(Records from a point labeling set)
--- Begin ---

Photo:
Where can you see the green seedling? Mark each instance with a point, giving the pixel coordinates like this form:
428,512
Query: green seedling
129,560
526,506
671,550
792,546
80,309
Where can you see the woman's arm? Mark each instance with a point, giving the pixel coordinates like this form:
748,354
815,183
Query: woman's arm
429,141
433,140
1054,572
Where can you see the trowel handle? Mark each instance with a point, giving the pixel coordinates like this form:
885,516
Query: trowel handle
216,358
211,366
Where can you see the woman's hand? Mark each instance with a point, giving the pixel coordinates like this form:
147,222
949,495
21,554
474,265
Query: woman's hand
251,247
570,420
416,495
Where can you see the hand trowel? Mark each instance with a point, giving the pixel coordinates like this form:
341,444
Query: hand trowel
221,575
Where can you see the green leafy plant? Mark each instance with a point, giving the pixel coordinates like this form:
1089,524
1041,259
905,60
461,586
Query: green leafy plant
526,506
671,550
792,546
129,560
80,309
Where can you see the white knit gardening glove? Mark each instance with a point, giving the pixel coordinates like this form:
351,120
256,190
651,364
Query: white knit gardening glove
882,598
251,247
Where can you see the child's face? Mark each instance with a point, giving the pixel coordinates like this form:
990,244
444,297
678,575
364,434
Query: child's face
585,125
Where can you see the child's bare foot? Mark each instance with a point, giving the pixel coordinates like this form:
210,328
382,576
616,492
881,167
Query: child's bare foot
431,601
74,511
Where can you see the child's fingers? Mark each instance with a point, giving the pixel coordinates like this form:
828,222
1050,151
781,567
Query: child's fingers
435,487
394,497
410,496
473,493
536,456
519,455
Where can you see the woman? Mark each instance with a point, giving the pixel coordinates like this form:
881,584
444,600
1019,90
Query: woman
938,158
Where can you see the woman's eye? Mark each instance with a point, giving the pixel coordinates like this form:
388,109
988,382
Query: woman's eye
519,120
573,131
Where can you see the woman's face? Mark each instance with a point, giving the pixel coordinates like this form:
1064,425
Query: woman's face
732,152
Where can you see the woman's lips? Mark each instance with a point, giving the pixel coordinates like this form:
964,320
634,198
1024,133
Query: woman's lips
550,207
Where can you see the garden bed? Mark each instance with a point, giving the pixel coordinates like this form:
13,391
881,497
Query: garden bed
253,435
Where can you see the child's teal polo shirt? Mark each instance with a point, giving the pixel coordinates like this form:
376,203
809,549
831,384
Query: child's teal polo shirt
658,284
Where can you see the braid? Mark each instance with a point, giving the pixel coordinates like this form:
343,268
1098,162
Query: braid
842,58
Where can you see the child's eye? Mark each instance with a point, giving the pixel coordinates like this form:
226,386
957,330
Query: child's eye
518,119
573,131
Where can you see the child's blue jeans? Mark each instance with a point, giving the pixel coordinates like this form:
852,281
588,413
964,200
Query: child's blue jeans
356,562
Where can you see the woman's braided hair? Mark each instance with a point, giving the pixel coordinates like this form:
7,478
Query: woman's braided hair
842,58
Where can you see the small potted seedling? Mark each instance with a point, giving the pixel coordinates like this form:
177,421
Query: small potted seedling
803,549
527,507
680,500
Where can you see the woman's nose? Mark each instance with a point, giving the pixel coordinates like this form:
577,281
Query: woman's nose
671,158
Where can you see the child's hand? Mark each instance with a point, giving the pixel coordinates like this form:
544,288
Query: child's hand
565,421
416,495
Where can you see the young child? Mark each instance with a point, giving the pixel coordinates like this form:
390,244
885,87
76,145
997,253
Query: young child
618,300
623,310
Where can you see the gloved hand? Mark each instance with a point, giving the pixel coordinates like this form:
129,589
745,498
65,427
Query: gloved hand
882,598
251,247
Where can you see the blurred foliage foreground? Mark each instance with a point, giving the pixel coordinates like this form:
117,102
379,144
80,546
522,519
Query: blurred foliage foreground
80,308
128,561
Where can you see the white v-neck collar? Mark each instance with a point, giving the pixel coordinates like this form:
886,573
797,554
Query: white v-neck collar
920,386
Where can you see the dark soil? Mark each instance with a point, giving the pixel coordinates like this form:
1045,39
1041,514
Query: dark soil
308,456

--- End ---

■ Instruction ■
Retype every line of the data above word for word, with nothing added, dropped, or changed.

■ The answer ■
Photo:
Where can you see the green seedling? Mark each instance with a point, giving the pixel coordinates like this form:
428,512
Query: green seedling
129,560
526,506
671,550
792,546
80,309
Where can you see the woman's arm? Mark each instance with a point, giving the pixel coordinates like this form:
748,354
815,183
Query: woman's arm
429,141
433,140
1054,572
Where can you see the trowel handle? Mark each instance with a point, giving the pixel coordinates like this form:
885,516
Query: trowel handle
216,358
211,366
Where can you see the woman's hand? Mark each instance with a point, giving the pixel coordinates like this form:
147,222
949,495
21,554
474,265
Query: woman's hand
251,247
570,420
416,495
Where can you see the hand trowel? Mark each instance with a point, giving the pixel coordinates like this form:
341,444
Query: hand trowel
221,575
Where can you see the green leafy plant? Mark each instance with a point, giving the pixel coordinates like this form:
1089,524
1041,259
905,60
461,586
Query: green leafy plant
526,506
671,550
792,546
129,560
80,309
Where can you see the white knit gardening glove? Mark each instance with a point, giving the pixel coordinates like this form:
351,120
256,190
651,364
Query: white knit gardening glove
882,598
251,247
Where can you see the child's face? Mark each instance with a point, giving the pixel coordinates like this form:
990,244
444,297
678,575
364,434
Query: child's face
585,125
Where can you see the child's bare foot? Mark each instance with a point, giving the pixel coordinates like this form:
210,328
382,576
616,492
881,167
Query: child's bare foot
431,601
74,511
Where can you see the child's fingers? Mark each instance with a point, giving the pixel coordinates like this form:
828,222
1050,151
781,567
Query: child's fingers
435,487
394,497
410,496
473,493
536,456
519,455
Where can you see the woman? Mark each instance with a point, giving the pixel coordinates like this form:
881,584
444,600
1019,90
Query: woman
938,158
Where can you see the woman's eye? Mark each instance with a point, giving the pixel coordinates like this form:
388,109
988,382
Query: woman's eye
519,120
573,131
Where can you see the woman's face? Mark each instance with a point, giving the pixel coordinates like this form:
1064,425
Query: woman's face
732,152
Where can you see the woman's lips? Mark each instance with a point, giving the pixel coordinates like this form:
964,320
634,198
1024,133
Query: woman's lips
550,207
Where can you see the garden bed? Mark each instance with a point, giving the pixel coordinates like this form:
13,391
881,497
Query: garden bed
253,435
Where can you see the child's teal polo shirt? Mark each instance with a point, giving the pixel coordinates like this form:
376,203
809,549
831,384
Query: child's teal polo shirt
658,284
Where can you see the braid? Mark each instance with a point, giving the pixel coordinates like this form:
343,268
1098,162
Query: braid
842,58
Where can you see the child's eye? Mark each instance with a point, giving the pixel coordinates like this form:
226,386
957,330
Query: child's eye
518,119
573,131
Where can you see the child's blue jeans? Mark each instance with a point, giving the pixel coordinates like this form:
852,281
588,413
964,200
Query: child's blue jeans
356,562
Where can you see the woman's braided hair? Mark each instance with a point, giving the pixel coordinates like this form:
7,478
Query: woman's braided hair
842,58
Where can you see the small potted seedling? Mark each instance with a point, giving the pixel coordinates like this form:
177,421
Query: small potted seedling
803,549
527,507
680,500
Where can you see the woman's nose? Mark each instance with a point, giving the pixel coordinates like this form:
577,281
Query: woman's nose
671,158
Where can you see the child's hand? Mark each instance with a point, giving the pixel coordinates like this form:
544,288
Query: child's hand
565,421
416,495
Where can you see the young child? Mark each instance with a point, giving the pixel coordinates like this form:
390,244
885,87
76,145
997,253
Query: young child
618,300
623,310
Where can you see the gloved hand? Mark each instance with a point, giving the pixel coordinates like this form:
129,589
745,498
65,427
Query: gloved hand
882,598
251,247
Where can you see the blurred foliage foreground? Mark each instance with a point, giving the pixel coordinates like this form:
117,102
379,144
80,546
522,519
Query: blurred foliage foreground
80,308
128,561
Where can you see the white v-neck collar? Mark each instance with a point, giving the pixel coordinates like this form:
886,573
797,554
Query: white v-neck collar
920,386
Where can you see the dark soil? Mark each instance with a point, giving the pixel coordinates like this form:
1045,39
1041,514
Query: dark soil
308,456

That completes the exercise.